Required action: Please find every line of the listing below where "trunk" occurs and copy it.

Records to use:

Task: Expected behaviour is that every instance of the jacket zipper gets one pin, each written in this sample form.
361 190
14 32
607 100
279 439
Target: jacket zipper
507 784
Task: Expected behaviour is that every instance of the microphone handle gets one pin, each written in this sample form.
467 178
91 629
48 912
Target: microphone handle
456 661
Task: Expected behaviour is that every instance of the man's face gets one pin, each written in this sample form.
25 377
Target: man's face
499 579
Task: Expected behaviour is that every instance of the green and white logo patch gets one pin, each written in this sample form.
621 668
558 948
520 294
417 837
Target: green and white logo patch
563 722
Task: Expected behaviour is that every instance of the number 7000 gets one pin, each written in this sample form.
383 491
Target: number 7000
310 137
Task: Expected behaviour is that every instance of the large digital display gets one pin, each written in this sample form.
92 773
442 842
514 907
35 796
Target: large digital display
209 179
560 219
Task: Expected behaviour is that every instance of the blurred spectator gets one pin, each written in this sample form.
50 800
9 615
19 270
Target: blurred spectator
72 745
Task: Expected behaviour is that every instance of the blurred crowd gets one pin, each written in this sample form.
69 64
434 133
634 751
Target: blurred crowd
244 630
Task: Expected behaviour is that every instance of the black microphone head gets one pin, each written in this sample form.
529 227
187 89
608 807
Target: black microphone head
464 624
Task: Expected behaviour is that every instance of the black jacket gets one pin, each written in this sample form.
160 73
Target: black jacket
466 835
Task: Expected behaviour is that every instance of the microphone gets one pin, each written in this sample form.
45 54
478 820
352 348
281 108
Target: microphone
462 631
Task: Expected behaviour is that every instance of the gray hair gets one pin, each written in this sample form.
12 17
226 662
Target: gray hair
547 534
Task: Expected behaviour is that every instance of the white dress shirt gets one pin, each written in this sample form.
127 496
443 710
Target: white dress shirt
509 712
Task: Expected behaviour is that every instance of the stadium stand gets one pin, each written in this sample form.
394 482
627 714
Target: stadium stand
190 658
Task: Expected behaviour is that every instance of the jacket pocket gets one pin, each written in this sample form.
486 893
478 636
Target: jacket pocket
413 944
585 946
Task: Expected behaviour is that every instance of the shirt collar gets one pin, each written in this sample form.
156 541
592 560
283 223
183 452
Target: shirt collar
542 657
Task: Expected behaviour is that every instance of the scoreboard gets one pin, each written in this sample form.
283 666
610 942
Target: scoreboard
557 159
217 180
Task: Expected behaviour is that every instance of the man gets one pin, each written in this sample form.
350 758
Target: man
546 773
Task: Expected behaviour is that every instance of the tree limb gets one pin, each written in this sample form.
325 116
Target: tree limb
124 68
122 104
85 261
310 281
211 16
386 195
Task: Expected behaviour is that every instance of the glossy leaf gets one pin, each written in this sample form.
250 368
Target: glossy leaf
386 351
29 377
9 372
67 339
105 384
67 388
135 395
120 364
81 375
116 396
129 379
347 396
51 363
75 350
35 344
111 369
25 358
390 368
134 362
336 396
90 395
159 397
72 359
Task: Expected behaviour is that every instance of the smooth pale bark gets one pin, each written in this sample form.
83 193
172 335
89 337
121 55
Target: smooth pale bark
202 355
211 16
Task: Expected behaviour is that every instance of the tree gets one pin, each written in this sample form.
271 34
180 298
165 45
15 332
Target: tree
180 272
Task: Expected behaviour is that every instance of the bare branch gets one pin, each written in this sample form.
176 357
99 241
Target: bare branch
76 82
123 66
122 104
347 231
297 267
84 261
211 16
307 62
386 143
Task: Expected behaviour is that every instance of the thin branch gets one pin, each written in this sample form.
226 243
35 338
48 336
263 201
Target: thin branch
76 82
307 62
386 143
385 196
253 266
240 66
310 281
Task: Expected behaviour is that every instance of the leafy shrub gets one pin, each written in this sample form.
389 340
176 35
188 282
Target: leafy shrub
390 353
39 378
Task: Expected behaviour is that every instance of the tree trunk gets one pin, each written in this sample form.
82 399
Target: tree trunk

Solution to this task:
Task: Expected behaviour is that every instance of the tree trunk gets one pin, each written in this sample form.
Target: tree trunk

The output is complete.